◆ Excerpt provided:
::::::::
The political sky has cleared, as when the rising sun pours through a rift in the clouded morning and the patch of blue grows into a beaming day.

Yet we must not forget that much of the world is still in the dark, and that the light is not pure white in any land. No country has yet perfected popular government. Manhood suffrage is very democratic compared with the past, but is only an aristocracy of men compared with the full ideal. Government by half the people of age and discretion is not government by the people. Government by office-holders is not even government by half the people. If candidates are selected by party "bosses" and "machines," and elected by minorities; if the local affairs of a city are controlled by the electors of other cities and towns; if representation is not fairly apportioned, and laws are made by final vote of elected delegates, who may pass measures the people do not want, and refuse to pass measures the people do want—we have no complete democracy, but a mess of aristocracies. He is sovereign whose will is in control. So far as the elected persons serve their private interests, or the interests of their corporate over-lords, and defy the people till their terms expire, to that extent we lack democracy and submit to an elective aristocracy. Democracy means something more than the periodic election of a new set of masters. Democracy in perfect and reliable form demands not only equal suffrage but municipal home rule, direct nominations, proportional representation, preferential voting, and direct legislation. Equal suffrage on moderate conditions, with education well diffused, direct nominations, and direct legislation, guaranteed in the Constitution along with the secret ballot, would place the effective power in the hands of the mass of people, enabling them to adopt and enforce all other needful measures at their will. A country with these basic institutions might therefore be regarded as a true democracy in reference even to the final standard, but no country has as yet combined these fundamental

elements. Parts of America have equal suffrage, and other parts have full use of direct legislation, but no State has both; and both are essential to anything like a complete and trustworthy establishment of government by the people. Switzerland has direct legislation, but not equal suffrage. New Zealand has equal suffrage and direct nominations, but very inadequate means of direct legislation; and, though her representatives now appear to carry out the popular will, the representative system cannot be relied on as the expression of popular sovereignty unless guarded and controlled by the check of the referendum and the spur of the initiative.
::::::::
◆ What you will do:
• 1. In the passage on democracy, which country has direct legislation but lacks equal suffrage?
• 2. Please reproduce everything in the passage on democracy from "elements. Parts of" down to "of the initiative.".
• 3. List everything the passage on democracy says democracy in perfect and reliable form demands.
This material has no connection to the passage on democracy.

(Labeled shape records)
::::::::
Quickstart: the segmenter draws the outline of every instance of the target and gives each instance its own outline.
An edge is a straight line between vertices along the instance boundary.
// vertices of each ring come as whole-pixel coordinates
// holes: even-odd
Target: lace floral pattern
::::::::
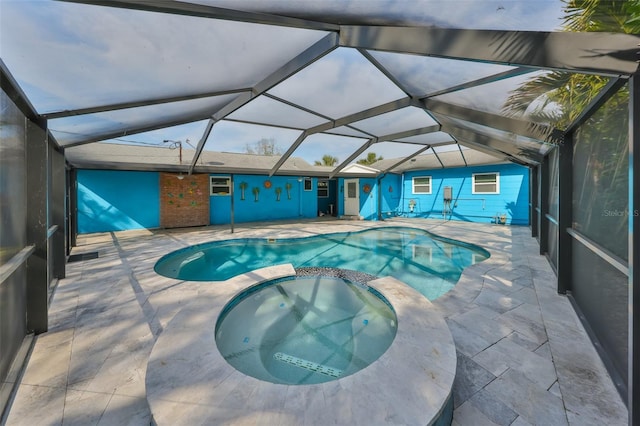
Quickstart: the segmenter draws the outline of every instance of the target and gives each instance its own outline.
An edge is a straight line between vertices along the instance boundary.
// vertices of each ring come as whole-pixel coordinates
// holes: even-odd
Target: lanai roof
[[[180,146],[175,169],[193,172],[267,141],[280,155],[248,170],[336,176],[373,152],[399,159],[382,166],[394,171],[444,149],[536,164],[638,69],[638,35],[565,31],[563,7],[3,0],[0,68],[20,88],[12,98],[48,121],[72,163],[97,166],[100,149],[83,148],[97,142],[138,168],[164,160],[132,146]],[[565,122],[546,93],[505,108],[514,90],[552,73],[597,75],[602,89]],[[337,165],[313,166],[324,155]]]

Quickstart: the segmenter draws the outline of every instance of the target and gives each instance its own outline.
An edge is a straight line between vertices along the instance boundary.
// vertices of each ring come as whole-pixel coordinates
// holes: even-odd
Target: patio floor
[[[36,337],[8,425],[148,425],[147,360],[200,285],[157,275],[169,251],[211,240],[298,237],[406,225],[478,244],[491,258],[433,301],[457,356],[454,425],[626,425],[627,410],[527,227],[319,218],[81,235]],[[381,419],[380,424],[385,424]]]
::::::::
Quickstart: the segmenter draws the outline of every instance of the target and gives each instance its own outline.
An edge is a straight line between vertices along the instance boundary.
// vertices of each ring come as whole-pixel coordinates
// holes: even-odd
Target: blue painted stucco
::::::::
◆ Exercise solutions:
• 1. Switzerland

• 2.
elements. Parts of America have equal suffrage, and other parts have full use of direct legislation, but no State has both; and both are essential to anything like a complete and trustworthy establishment of government by the people. Switzerland has direct legislation, but not equal suffrage. New Zealand has equal suffrage and direct nominations, but very inadequate means of direct legislation; and, though her representatives now appear to carry out the popular will, the representative system cannot be relied on as the expression of popular sovereignty unless guarded and controlled by the check of the referendum and the spur of the initiative.

• 3. Equal suffrage, municipal home rule, direct nominations, proportional representation, preferential voting, and direct legislation.